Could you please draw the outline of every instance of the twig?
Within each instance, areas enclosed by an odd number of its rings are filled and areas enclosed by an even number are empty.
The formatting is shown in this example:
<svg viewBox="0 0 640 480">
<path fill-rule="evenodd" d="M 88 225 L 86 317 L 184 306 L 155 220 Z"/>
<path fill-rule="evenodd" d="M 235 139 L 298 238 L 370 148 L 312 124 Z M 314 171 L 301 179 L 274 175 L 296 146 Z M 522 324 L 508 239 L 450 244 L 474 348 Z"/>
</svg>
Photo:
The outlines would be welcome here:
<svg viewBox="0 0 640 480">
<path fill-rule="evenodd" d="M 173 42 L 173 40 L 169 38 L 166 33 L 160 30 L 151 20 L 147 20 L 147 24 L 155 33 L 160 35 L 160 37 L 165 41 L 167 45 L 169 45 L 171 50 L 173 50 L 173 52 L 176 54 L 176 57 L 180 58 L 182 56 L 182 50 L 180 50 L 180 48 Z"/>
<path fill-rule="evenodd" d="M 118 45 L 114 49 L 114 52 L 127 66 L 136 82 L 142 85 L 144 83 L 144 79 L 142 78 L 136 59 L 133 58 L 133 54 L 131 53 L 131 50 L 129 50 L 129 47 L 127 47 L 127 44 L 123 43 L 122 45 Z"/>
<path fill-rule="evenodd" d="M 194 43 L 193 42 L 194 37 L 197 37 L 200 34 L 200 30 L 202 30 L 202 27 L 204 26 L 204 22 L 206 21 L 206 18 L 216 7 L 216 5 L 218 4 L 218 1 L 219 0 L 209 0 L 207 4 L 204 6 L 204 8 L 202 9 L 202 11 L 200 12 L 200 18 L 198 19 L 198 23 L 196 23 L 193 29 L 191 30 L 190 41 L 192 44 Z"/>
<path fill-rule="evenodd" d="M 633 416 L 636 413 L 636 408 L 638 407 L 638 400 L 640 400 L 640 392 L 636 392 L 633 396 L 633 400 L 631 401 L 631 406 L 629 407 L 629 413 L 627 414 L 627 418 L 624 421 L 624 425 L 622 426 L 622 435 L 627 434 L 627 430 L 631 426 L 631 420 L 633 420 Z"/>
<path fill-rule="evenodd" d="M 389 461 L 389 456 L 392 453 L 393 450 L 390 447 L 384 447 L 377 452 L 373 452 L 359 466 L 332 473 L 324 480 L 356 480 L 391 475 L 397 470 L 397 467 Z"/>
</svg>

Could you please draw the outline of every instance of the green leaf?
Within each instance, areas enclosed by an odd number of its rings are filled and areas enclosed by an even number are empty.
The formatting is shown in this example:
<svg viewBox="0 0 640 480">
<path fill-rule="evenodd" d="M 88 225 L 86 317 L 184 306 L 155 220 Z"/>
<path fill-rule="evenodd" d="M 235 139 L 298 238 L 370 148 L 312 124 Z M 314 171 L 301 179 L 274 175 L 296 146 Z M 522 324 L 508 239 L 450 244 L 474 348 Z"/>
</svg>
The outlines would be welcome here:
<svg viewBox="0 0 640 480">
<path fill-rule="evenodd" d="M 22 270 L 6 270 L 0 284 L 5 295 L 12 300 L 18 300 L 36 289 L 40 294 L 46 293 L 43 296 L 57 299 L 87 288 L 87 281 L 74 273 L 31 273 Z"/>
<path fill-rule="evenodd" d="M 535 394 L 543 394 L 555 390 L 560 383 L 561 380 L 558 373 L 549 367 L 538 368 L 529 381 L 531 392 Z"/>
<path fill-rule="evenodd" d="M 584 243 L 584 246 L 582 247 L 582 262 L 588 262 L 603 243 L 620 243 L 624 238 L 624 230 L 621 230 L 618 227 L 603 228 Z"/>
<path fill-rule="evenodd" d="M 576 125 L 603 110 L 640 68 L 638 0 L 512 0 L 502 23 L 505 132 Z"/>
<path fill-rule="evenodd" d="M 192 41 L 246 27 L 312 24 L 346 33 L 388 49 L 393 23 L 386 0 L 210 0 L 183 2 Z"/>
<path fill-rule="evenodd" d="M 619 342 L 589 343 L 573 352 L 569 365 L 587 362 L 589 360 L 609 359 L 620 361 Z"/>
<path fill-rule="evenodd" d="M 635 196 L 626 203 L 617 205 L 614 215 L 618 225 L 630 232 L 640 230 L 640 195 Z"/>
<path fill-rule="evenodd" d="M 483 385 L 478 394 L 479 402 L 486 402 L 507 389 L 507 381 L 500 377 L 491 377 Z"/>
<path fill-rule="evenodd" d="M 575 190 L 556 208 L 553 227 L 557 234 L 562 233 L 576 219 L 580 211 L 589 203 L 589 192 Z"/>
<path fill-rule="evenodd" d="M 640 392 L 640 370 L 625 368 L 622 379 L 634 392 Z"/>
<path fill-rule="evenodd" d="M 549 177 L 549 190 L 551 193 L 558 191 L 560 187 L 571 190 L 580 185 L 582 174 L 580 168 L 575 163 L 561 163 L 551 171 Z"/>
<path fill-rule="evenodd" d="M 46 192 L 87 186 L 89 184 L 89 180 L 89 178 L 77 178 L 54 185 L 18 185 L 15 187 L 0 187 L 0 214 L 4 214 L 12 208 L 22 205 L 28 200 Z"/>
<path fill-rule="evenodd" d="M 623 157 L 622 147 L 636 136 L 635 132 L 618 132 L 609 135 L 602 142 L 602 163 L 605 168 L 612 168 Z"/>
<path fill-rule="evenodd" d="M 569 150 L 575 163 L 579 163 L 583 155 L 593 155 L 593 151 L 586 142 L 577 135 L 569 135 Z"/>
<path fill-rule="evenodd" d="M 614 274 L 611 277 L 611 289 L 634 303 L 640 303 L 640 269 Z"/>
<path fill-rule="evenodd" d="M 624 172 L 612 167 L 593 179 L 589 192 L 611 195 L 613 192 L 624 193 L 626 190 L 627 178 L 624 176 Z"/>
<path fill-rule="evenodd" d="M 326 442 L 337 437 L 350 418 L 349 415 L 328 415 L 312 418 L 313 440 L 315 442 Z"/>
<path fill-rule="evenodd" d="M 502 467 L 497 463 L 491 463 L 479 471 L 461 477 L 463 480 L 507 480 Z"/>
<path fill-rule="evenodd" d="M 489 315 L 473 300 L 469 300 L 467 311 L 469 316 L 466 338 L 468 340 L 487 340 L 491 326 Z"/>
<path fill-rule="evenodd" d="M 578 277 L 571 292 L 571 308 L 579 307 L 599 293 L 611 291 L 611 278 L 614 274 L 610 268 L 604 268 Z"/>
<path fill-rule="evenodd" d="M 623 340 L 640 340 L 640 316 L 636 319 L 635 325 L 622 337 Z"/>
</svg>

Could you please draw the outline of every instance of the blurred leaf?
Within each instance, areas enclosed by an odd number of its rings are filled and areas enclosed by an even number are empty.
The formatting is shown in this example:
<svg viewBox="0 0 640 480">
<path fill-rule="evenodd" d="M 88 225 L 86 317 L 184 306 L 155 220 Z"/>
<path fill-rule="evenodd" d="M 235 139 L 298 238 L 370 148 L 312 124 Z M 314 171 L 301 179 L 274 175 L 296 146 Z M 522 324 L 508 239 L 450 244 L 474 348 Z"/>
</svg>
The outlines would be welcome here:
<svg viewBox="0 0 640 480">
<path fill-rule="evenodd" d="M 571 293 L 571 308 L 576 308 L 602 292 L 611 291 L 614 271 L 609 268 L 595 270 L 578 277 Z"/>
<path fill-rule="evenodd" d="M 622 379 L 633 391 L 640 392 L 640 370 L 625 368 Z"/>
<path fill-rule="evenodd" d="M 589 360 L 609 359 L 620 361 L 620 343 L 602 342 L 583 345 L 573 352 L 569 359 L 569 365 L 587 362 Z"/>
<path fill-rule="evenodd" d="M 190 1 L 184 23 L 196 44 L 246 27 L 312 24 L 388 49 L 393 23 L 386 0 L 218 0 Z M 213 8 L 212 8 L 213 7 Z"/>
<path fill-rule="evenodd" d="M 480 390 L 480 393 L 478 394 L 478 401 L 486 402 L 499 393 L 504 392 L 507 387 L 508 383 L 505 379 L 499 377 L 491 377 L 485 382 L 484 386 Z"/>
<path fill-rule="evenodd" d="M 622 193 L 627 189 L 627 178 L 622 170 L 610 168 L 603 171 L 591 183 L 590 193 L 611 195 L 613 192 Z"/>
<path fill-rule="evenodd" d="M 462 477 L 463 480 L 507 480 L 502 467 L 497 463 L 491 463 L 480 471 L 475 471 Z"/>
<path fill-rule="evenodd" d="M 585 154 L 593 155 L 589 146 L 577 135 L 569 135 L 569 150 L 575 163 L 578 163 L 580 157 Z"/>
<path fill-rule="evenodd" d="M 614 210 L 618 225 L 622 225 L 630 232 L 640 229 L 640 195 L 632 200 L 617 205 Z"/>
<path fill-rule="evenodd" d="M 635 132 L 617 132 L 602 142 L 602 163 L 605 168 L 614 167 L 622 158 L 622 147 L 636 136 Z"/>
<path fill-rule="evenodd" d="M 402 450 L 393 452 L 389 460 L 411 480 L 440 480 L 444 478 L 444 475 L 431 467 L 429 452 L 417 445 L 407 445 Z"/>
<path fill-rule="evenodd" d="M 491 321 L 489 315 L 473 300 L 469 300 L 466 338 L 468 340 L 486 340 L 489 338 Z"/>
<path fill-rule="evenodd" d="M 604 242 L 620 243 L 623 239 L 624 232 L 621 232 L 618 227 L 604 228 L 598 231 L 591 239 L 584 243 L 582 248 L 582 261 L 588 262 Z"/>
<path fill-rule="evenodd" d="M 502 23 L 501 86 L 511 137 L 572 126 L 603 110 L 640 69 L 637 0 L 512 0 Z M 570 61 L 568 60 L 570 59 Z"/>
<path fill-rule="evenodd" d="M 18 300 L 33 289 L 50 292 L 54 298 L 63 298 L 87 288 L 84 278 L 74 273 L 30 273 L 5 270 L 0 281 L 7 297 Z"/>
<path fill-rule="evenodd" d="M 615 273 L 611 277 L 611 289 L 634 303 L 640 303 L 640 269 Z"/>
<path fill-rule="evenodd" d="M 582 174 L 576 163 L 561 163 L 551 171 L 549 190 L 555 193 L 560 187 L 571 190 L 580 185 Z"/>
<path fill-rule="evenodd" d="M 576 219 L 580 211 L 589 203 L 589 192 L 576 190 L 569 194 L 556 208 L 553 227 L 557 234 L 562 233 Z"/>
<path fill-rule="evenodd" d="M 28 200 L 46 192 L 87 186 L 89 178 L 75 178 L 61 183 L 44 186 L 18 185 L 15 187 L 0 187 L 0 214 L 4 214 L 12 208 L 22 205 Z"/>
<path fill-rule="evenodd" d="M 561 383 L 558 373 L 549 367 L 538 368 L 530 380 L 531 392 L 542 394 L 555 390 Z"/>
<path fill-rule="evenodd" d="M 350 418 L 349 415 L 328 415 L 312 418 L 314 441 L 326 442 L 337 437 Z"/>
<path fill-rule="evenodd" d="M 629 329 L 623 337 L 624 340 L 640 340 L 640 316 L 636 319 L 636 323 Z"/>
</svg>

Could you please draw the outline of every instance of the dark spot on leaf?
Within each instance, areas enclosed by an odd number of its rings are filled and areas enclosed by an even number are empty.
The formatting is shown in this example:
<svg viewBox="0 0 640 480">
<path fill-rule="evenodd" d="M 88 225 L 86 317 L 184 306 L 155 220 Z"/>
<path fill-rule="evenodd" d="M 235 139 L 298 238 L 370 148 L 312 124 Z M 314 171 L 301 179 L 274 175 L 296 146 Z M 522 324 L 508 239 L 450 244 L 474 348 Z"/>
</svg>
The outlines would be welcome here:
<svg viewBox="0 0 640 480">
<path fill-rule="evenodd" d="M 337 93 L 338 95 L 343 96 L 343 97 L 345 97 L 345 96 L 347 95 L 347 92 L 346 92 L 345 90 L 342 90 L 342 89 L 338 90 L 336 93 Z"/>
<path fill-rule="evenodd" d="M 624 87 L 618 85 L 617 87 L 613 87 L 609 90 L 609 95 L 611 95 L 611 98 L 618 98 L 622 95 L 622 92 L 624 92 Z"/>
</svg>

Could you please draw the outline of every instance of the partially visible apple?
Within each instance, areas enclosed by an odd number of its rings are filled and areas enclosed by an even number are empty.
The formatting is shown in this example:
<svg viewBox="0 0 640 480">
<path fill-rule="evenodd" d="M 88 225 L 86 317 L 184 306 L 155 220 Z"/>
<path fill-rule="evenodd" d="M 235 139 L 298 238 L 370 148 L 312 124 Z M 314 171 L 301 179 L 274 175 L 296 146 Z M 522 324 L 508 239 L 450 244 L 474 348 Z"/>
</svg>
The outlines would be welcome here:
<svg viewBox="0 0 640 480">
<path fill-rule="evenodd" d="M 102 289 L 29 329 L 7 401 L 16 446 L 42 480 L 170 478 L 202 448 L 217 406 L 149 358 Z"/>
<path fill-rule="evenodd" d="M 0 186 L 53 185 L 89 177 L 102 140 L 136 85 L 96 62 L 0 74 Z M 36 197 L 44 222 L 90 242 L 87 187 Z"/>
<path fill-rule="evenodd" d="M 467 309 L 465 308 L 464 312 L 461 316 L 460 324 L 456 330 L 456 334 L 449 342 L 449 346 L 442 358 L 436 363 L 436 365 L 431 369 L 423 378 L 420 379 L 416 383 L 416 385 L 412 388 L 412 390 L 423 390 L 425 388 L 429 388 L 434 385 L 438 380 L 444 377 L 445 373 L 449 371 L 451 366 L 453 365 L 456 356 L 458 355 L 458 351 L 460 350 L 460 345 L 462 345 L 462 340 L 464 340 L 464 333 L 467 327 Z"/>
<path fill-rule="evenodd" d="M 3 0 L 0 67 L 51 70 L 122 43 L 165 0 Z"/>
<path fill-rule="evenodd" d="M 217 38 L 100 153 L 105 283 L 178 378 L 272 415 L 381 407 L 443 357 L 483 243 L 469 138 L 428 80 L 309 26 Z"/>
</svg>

WHAT THE TASK ASKS: Wherever a line contains the string "draw", copy that line from the data.

SOLUTION FOR THIS EXERCISE:
Could you please draw the outline of every instance of the twig?
Could you please draw the outline of every instance of the green leaf?
Could you please draw the outline of every instance of the blurred leaf?
Could you please draw the outline of every instance of the dark spot on leaf?
Could you please draw the outline of every instance of the partially visible apple?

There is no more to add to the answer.